==== MATERIAL PROVIDED

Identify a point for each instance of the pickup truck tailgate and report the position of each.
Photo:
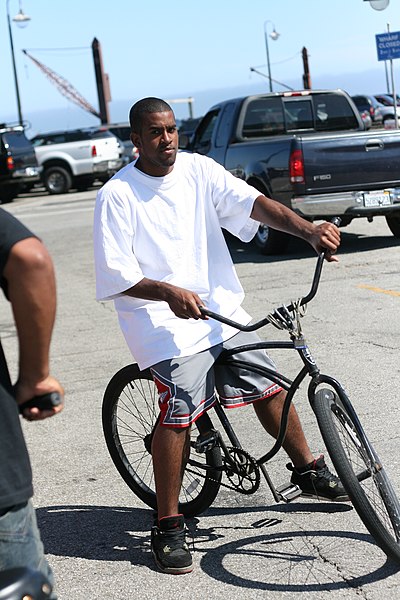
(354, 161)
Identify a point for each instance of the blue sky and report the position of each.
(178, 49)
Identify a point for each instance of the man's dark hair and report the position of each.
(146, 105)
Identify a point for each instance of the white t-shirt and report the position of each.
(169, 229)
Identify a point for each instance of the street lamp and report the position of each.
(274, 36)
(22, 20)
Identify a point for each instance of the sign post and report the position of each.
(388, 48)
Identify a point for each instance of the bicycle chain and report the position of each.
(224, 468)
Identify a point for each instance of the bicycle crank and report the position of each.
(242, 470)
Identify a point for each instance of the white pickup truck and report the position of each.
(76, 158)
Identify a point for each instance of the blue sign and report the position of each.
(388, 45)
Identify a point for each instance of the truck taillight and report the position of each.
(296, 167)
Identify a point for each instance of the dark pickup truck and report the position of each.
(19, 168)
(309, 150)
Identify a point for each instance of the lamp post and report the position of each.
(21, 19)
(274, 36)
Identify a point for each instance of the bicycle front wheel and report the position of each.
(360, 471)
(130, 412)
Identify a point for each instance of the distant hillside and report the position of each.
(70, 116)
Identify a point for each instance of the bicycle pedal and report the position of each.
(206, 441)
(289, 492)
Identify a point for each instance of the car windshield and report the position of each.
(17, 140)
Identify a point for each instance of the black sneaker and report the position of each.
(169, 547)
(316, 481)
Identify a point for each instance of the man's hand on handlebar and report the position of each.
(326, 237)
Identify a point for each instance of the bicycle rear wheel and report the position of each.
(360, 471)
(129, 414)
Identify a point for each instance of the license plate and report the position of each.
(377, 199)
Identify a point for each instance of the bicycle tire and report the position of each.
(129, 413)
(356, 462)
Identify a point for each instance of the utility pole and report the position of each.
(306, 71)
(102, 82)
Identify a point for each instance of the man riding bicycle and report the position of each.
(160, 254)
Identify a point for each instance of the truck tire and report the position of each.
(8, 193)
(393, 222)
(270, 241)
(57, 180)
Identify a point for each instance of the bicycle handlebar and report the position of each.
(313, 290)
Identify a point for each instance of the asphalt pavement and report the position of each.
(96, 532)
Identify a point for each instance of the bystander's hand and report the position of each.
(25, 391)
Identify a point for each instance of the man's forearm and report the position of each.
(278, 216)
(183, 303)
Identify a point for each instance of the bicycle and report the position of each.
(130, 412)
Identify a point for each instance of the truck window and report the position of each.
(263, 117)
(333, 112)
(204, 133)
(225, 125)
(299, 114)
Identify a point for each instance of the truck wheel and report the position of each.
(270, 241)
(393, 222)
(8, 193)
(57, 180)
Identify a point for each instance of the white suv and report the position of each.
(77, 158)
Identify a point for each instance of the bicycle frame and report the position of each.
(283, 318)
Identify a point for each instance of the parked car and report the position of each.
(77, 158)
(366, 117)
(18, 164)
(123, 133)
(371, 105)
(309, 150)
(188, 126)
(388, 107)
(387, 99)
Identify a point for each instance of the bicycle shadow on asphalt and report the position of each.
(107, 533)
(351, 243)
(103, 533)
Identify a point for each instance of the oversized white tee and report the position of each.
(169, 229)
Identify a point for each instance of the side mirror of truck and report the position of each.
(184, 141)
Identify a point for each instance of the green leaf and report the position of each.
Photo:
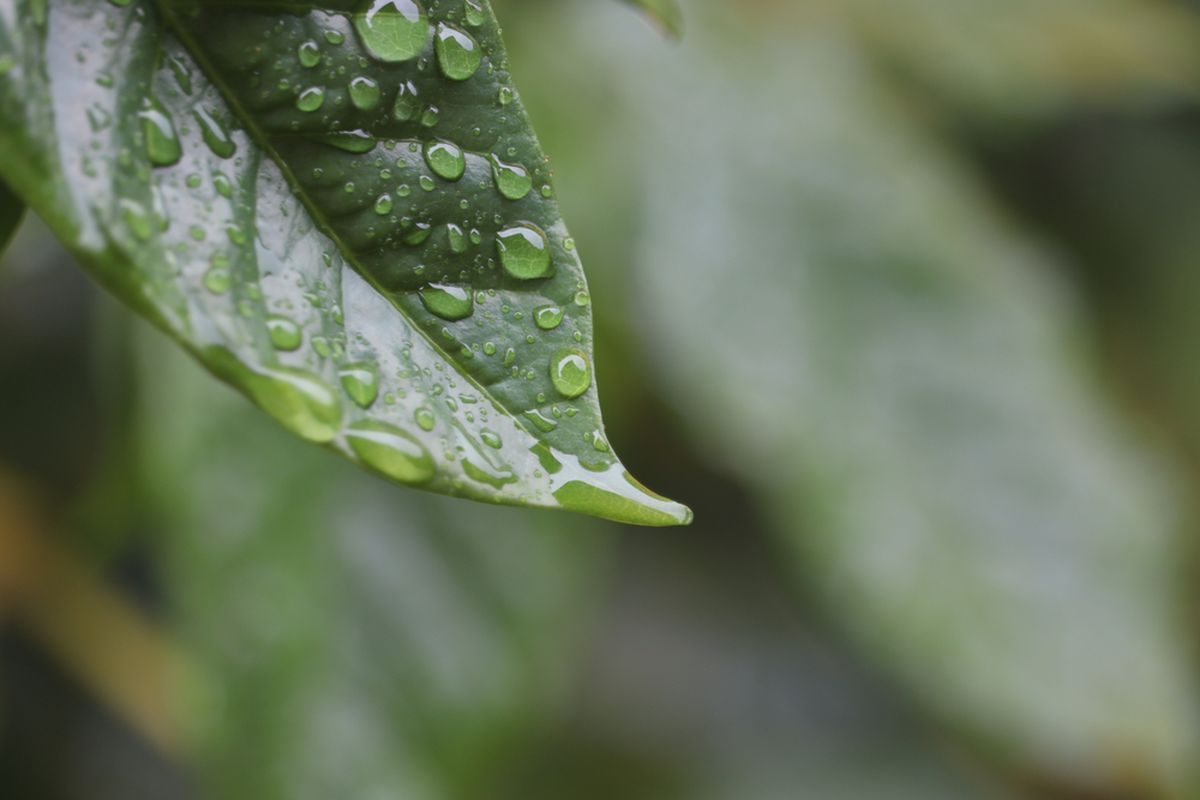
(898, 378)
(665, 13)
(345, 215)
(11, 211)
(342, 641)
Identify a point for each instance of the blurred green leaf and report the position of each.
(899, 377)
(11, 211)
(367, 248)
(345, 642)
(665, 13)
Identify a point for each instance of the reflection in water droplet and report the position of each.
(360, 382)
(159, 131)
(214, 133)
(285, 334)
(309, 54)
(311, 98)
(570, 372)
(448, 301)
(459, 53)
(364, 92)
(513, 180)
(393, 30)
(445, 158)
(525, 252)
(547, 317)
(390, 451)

========

REQUIREMENT:
Transcribe nothing except the lines from the one with "Identify a point for each instance of the reflection" through the end of the data above, each exactly as it appears.

RESPONSE TO THIS TASK:
Identify a point for each instance of the reflection in water droplet and report the position of each.
(360, 382)
(159, 131)
(214, 133)
(285, 334)
(309, 54)
(311, 98)
(570, 372)
(448, 301)
(459, 53)
(364, 92)
(513, 180)
(393, 30)
(445, 158)
(525, 252)
(547, 317)
(390, 451)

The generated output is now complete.